Data:
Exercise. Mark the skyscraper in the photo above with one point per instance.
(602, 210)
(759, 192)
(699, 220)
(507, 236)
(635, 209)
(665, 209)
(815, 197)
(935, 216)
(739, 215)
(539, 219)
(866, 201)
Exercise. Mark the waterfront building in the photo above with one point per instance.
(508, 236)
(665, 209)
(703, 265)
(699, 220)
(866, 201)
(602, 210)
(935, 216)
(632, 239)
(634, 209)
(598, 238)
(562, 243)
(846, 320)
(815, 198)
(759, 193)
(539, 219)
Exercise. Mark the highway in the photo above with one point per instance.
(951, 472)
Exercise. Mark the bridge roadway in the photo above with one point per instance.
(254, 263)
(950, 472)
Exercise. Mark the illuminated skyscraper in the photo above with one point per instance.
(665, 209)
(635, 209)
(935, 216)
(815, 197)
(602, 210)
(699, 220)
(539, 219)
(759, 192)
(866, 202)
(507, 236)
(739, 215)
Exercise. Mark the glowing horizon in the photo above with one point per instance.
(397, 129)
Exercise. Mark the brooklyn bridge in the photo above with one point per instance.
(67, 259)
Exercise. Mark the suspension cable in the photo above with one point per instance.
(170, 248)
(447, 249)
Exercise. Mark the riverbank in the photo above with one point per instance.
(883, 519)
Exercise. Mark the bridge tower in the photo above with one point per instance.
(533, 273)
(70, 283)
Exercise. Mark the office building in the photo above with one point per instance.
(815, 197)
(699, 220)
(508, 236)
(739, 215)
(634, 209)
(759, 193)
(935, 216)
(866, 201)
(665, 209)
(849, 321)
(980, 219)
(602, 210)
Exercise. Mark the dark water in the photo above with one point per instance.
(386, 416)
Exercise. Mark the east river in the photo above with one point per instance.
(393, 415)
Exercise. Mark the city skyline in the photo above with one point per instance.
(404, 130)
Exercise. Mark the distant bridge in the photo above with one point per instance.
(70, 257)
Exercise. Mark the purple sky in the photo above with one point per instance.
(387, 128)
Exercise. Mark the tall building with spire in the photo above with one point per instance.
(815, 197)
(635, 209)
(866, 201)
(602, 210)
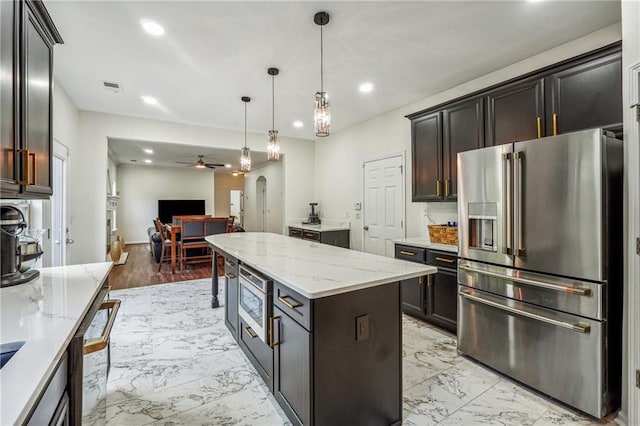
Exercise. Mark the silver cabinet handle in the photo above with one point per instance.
(580, 328)
(579, 291)
(99, 343)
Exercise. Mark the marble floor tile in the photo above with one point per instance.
(175, 363)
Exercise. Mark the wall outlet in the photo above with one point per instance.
(362, 327)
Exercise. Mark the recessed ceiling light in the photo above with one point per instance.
(149, 100)
(152, 27)
(366, 87)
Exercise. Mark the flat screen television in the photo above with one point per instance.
(169, 208)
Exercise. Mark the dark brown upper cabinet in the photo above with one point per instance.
(463, 124)
(585, 95)
(515, 112)
(27, 143)
(426, 156)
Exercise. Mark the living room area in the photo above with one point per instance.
(163, 199)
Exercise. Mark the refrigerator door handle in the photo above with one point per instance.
(579, 327)
(506, 209)
(578, 291)
(518, 163)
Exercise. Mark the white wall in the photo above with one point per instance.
(223, 184)
(339, 158)
(90, 184)
(630, 413)
(66, 125)
(141, 187)
(273, 173)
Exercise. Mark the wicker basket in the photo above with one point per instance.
(443, 234)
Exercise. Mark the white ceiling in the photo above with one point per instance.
(215, 52)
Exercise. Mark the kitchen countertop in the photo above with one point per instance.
(312, 269)
(45, 313)
(424, 242)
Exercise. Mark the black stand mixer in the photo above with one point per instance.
(12, 223)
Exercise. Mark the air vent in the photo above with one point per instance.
(111, 86)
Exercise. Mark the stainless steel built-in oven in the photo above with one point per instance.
(254, 302)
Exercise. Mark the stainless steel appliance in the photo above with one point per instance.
(254, 302)
(540, 269)
(90, 359)
(314, 217)
(12, 224)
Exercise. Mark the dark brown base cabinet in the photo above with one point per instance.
(431, 298)
(339, 238)
(319, 368)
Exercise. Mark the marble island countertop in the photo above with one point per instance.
(424, 242)
(314, 270)
(44, 313)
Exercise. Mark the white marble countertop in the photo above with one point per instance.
(424, 242)
(313, 269)
(45, 313)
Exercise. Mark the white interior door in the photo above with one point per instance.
(383, 217)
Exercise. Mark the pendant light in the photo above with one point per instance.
(245, 153)
(273, 143)
(322, 112)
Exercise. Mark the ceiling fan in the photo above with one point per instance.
(200, 164)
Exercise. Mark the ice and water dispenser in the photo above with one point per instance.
(483, 226)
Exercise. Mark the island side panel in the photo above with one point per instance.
(358, 382)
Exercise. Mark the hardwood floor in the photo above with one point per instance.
(141, 270)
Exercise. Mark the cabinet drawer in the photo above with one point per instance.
(412, 254)
(442, 259)
(295, 232)
(293, 304)
(310, 235)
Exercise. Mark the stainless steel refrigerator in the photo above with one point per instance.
(540, 272)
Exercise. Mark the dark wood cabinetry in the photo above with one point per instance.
(338, 238)
(28, 36)
(577, 94)
(586, 95)
(515, 112)
(231, 295)
(434, 297)
(437, 139)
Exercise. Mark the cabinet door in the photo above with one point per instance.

Directions: Everything in the records above should be printed exactly, apart from the pictures.

Completed exercise:
Exercise. Mark the skyscraper in the photo above with one point per instance.
(602, 210)
(759, 192)
(699, 220)
(507, 236)
(635, 209)
(665, 209)
(815, 197)
(935, 216)
(739, 215)
(539, 219)
(866, 201)
Exercise. Mark the waterfront building in the photo above with one point per instance.
(508, 236)
(665, 209)
(703, 265)
(699, 220)
(866, 201)
(602, 210)
(935, 216)
(632, 239)
(634, 209)
(598, 238)
(562, 243)
(846, 320)
(815, 198)
(759, 193)
(539, 219)
Exercise. Mark the highway in the photo above with one point per instance.
(951, 472)
Exercise. Mark the bridge roadway in the photo above with one point per instance.
(254, 263)
(950, 472)
Exercise. Mark the illuminated skyscraper in the photo above with one point per instance.
(665, 209)
(635, 209)
(935, 216)
(815, 197)
(602, 210)
(699, 220)
(539, 219)
(759, 192)
(866, 202)
(507, 236)
(739, 215)
Exercise. Mark the glowing horizon in the photo above with one point per instance.
(397, 129)
Exercise. Mark the brooklyn bridge in the photo above with one point per instance.
(67, 259)
Exercise. Mark the suspension cable in the photo above with one point per instance.
(170, 248)
(447, 249)
Exercise. Mark the riverbank in the photo above with one point per instance.
(883, 519)
Exercise. Mark the bridge tower in the photo above with one point per instance.
(533, 273)
(70, 283)
Exercise. Mark the office building in the photo above with one point per instance.
(815, 197)
(699, 220)
(508, 236)
(739, 215)
(634, 209)
(759, 193)
(935, 216)
(866, 201)
(665, 209)
(849, 321)
(980, 219)
(602, 210)
Exercise. Mark the dark water in the photo above with one point per instance.
(386, 416)
Exercise. Mark the east river in the photo above with one point per instance.
(393, 415)
Exercise. Mark the city skyline in the photo above with one point per instance.
(404, 130)
Exercise. Mark the distant bridge in the photo above with one point per instance.
(70, 257)
Exercise. Mark the purple sky in the photo above with one point per instance.
(387, 128)
Exercise. Mark the tall building with spire in the photo above with one point per instance.
(815, 197)
(635, 209)
(866, 201)
(602, 210)
Exercise. Mark the silver cabinet handle in the photo above with one point per instance.
(580, 328)
(579, 291)
(99, 343)
Exercise. Mark the marble floor tile in the photo above with one point per instance.
(175, 363)
Exercise. Mark the wall outlet in the photo above with one point per instance.
(362, 327)
Exercise. Mark the recessed ceiling light in the photo above with one point per instance.
(149, 100)
(152, 27)
(366, 87)
Exercise. Mark the flat screen television in the photo above with one point per instance.
(169, 208)
Exercise. Mark the dark brown upper cabinet in the photo above with one point per instance.
(463, 124)
(585, 95)
(515, 112)
(27, 143)
(426, 156)
Exercise. Mark the living room area in the photo above with one point per instance.
(163, 199)
Exercise. Mark the refrigerator door handle in the photo above with one point per instance.
(579, 327)
(506, 209)
(578, 291)
(518, 163)
Exercise. Mark the white wall in the photo above with one point per instance.
(223, 184)
(339, 158)
(90, 184)
(630, 413)
(66, 125)
(141, 187)
(273, 173)
Exercise. Mark the wicker basket in the photo above with one point per instance.
(443, 234)
Exercise. Mark the white ceiling in the photo above with one point per instance.
(215, 52)
Exercise. Mark the kitchen countertop in the photo above with one point per instance.
(312, 269)
(45, 313)
(424, 242)
Exercise. Mark the black stand mixer in the photo above with one point per instance.
(12, 223)
Exercise. Mark the air vent in the photo above with one point per instance.
(111, 86)
Exercise. Mark the stainless steel built-in oven in the photo above with one point per instance.
(254, 302)
Exercise. Mark the stainless steel appliance in the photo above with one point per instance.
(254, 302)
(540, 269)
(90, 359)
(314, 217)
(12, 224)
Exercise. Mark the dark brown base cabinet in the photo above with one point per instance.
(431, 298)
(339, 238)
(319, 368)
Exercise. Mark the marble island countertop in the photo above with one point per instance.
(424, 242)
(314, 270)
(44, 313)
Exercise. Mark the white marble countertop in the photo above with one point per instance.
(424, 242)
(313, 269)
(45, 313)
Exercise. Mark the white interior door in the photo above with one point per instance.
(383, 217)
Exercise. Mark the pendant light in the photo above with one point per instance.
(245, 153)
(273, 143)
(322, 112)
Exercise. Mark the ceiling fan in the photo above with one point per instance.
(200, 164)
Exercise. Mark the ice and water dispenser in the photo above with one point per instance.
(483, 226)
Exercise. Mark the island side panel in the photo above with one point per instance.
(358, 382)
Exercise. Mark the hardwood floor in the photo above with one point per instance.
(141, 270)
Exercise. Mark the cabinet drawer in the photo above with one point per instance.
(412, 254)
(442, 259)
(295, 232)
(293, 304)
(310, 235)
Exercise. Mark the stainless steel refrigerator in the photo above with one point per instance.
(540, 272)
Exercise. Mark the dark wood cabinetry in the photo above with one point per instance.
(338, 238)
(28, 36)
(577, 94)
(586, 95)
(515, 112)
(231, 295)
(434, 297)
(437, 139)
Exercise. Mark the cabinet door in the photo above with one point per instance.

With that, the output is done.